◆ WORK TO BE COMPLETED ◆
Every line in the records below with the string "hillside" needs to be copied out.

◆ RECORDS FOR PROCESSING ◆
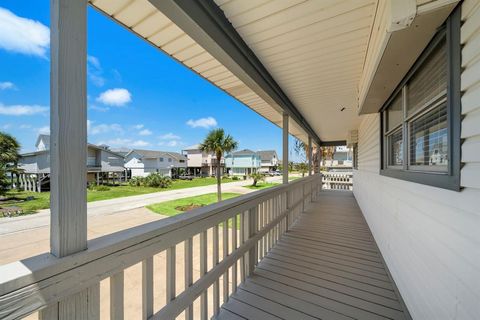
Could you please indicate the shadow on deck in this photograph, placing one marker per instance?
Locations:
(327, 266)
--
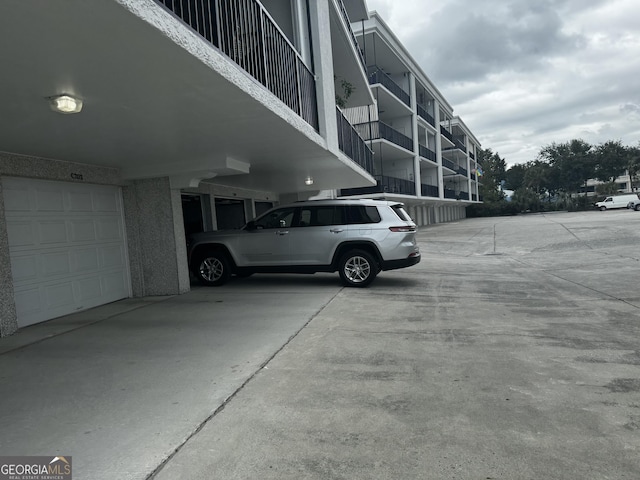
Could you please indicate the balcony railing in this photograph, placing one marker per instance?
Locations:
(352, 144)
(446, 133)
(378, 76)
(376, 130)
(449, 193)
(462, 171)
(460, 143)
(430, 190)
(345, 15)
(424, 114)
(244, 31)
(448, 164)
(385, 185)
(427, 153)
==
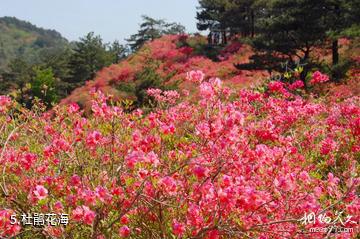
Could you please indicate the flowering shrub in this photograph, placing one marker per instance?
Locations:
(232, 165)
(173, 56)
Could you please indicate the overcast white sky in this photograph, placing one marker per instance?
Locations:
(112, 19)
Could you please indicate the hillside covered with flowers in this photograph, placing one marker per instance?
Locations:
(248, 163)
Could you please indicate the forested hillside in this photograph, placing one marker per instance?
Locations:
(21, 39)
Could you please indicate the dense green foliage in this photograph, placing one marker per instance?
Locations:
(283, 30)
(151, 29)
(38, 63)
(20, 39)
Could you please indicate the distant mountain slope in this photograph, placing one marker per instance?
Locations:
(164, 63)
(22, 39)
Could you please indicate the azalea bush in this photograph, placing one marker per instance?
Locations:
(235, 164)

◆ TASK RESPONSE ◆
Could you please indicate the hillside covered with flowers in this photograph, placing one marker per instance?
Could you please indicate the forested hillside in this photograph, placing one marker per instance?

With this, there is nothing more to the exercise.